## WHAT IS REQUIRED
Go through the records below and copy out every line holding "lamp".

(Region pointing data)
□ □ □ □ □
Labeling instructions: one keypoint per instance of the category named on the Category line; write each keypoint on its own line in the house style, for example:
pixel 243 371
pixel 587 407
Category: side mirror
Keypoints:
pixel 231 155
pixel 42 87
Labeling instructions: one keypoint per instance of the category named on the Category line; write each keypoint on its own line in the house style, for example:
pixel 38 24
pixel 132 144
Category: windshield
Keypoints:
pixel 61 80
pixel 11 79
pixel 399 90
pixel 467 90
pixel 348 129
□ □ □ □ □
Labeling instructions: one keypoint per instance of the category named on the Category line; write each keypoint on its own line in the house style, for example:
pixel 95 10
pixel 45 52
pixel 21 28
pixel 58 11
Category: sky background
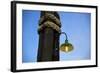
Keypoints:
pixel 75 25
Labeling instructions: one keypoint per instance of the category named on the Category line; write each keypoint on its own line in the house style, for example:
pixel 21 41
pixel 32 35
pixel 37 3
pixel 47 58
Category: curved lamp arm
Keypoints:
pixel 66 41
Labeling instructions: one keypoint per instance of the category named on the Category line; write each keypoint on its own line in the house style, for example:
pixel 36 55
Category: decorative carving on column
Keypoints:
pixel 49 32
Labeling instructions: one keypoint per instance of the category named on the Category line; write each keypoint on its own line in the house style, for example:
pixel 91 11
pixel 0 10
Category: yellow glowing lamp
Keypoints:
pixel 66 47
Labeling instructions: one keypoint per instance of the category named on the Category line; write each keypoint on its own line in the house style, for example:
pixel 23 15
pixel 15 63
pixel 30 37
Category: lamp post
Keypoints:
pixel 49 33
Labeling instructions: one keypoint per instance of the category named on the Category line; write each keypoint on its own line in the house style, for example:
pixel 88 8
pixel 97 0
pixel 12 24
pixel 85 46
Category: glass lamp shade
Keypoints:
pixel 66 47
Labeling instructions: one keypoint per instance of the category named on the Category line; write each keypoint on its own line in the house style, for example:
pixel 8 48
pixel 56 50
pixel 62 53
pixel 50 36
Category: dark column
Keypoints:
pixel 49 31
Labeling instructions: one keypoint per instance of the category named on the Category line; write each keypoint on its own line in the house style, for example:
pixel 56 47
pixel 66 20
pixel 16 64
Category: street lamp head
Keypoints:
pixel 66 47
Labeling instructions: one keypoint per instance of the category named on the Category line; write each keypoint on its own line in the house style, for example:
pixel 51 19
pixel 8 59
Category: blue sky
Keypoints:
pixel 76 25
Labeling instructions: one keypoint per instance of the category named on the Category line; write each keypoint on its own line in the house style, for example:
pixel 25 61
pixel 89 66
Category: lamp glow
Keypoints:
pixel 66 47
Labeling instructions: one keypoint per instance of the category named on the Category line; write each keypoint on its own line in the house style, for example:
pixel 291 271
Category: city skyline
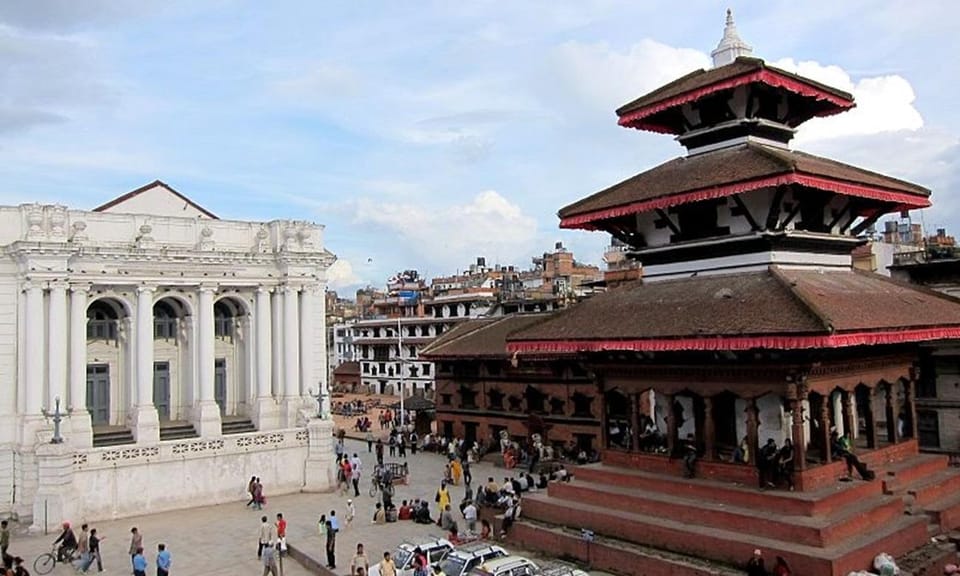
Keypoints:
□ □ □ □ □
## SOLUTION
Category: curved lamp arm
Category: yellow glowing lamp
Category: lamp post
Category: glass lamp shade
Category: street lamp head
Category: lamp glow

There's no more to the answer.